Text segment =>
···

Proteins are the workhorses of cells, adopting conformations that allow them to set off chemical reactions, send signals and transport materials. But when a scientist is designing a new drug, trying to visualize the processes inside cells, or probe how molecules interact with each other, they can't always find a protein that will do the job they want. Instead, they often engineer their own novel proteins to use in experiments, either from scratch or by altering existing molecules.
Engineered proteins can be drugs that turn on or off signaling pathways in the body, imaging agents that light up other molecules or processes, or enzymes that produce molecules with commercial value. Now, researchers at the Salk Institute for Biological Studies have developed a new tool for such protein engineering: a way to add strong, unbreakable bonds between two points in a protein or between two proteins. The new technique was published August 4, 2013, in the journal Nature Methods.
"Even though you could modify proteins in lots of different ways, adding a new bond into a protein was not possible before this," says senior study author Lei Wang, an associate professor in Salk's Jack H. Skirball Center for Chemical Biology and Proteomics and holder of the Frederick B. Rentschler Developmental Chair.
When a protein folds from a loose chain of amino acid building blocks into its active three-dimensional structure, bonds and chemical interactions naturally form between different parts of the chain to keep the structure assembled. Most are relatively weak, driven by the electrochemical charges of different amino acids. Stronger bonds, called disulfide bridges, occur between pairs of cysteines, one particular amino acid. But for protein engineers, either type of bond has its own deficiencies. So linking two parts of a protein in a predictable and permanent way had been notoriously hard.

···

Work item A =>
Write out the passage on protein engineering word for word, from "Engineered proteins can" to "journal Nature Methods.".
Work item B =>
Extend the passage on the new protein-bonding technique, picking up after its final sentence.

Records provided =>
···

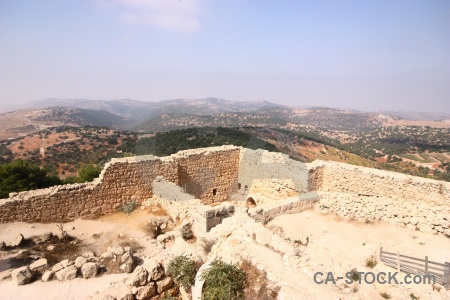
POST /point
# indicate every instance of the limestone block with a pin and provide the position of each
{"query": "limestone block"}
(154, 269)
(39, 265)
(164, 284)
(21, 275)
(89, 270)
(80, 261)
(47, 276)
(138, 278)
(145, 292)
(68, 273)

···

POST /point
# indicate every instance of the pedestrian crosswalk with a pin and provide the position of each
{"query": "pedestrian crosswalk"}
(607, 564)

···

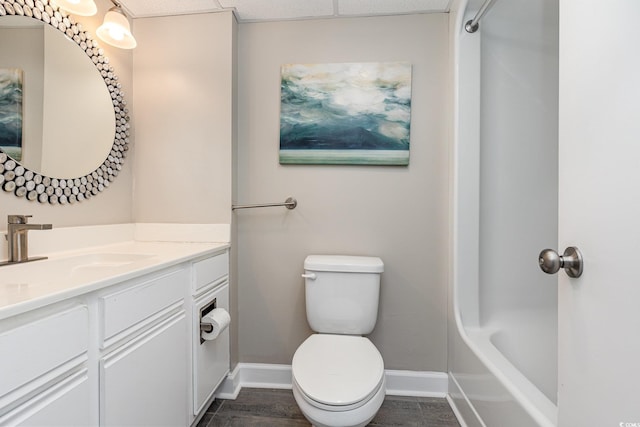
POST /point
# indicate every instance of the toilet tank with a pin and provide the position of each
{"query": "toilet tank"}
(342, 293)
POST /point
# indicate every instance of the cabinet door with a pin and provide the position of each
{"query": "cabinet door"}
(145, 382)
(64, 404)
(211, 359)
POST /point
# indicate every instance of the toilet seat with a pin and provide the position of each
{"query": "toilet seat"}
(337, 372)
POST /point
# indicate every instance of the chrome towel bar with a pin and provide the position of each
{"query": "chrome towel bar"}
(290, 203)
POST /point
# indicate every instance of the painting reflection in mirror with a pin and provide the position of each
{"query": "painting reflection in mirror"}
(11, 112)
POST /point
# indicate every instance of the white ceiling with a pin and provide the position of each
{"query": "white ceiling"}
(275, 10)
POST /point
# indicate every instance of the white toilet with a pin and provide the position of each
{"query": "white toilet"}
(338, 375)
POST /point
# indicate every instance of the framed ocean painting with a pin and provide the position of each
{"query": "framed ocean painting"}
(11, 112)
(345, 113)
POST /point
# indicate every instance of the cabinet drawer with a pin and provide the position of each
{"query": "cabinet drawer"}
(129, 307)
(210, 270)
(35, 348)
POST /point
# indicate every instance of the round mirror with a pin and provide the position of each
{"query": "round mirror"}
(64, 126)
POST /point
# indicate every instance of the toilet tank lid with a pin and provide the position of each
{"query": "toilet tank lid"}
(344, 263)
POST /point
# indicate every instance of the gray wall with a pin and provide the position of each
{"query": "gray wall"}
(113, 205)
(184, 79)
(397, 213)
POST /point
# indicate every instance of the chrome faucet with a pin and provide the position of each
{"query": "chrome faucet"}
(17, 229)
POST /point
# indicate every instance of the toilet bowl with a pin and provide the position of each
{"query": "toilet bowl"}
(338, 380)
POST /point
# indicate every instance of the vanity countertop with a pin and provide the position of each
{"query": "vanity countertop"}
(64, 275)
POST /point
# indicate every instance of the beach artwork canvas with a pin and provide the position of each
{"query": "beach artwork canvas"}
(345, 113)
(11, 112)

···

Task response A =>
Engineered proteins can be drugs that turn on or off signaling pathways in the body, imaging agents that light up other molecules or processes, or enzymes that produce molecules with commercial value. Now, researchers at the Salk Institute for Biological Studies have developed a new tool for such protein engineering: a way to add strong, unbreakable bonds between two points in a protein or between two proteins. The new technique was published August 4, 2013, in the journal Nature Methods.

Task response B =>
Wang and his collaborators wanted to be able to add strong, irreversible bonds—called covalent bonds—to proteins to alter their shape, make them more stable, or attach them to one another. They knew that cysteine amino acids reacted not only with other cysteines to make disulfide bridges, but with many other chemicals as well. So they began trying to create a new amino acid, different from the 20 that exist naturally, that cysteine would covalently bind to. They needed just the right compound, one that didn't bind to cysteine too quickly but also didn't bind too weakly.
"If you introduce something into a protein that forms bonds very easily, then it will bind to everything and make a big mess," Zheng Xiang, a postdoctoral fellow on Wang's team says. "But if it doesn't bind easily enough, then you won't be guaranteed the bond you want."
Xiang created dozens of possible amino acids, using basic laws of chemistry to design molecules that would potentially react with cysteine. Then, they tested each by mixing it with a solution of cysteine molecules to see if it bound with just the right strength. After a series of initial tests, Wang and Xiang settled on a newly created amino acid called p-2-fluoroacetyl-phenylalanine, or Ffact. To test whether Ffact, when integrated into proteins, would work as well as it did loose in solution, Wang and postdoctoral fellows Haiyan Ren and Irene Coin next designed three proteins using the new amino acid in their sequences.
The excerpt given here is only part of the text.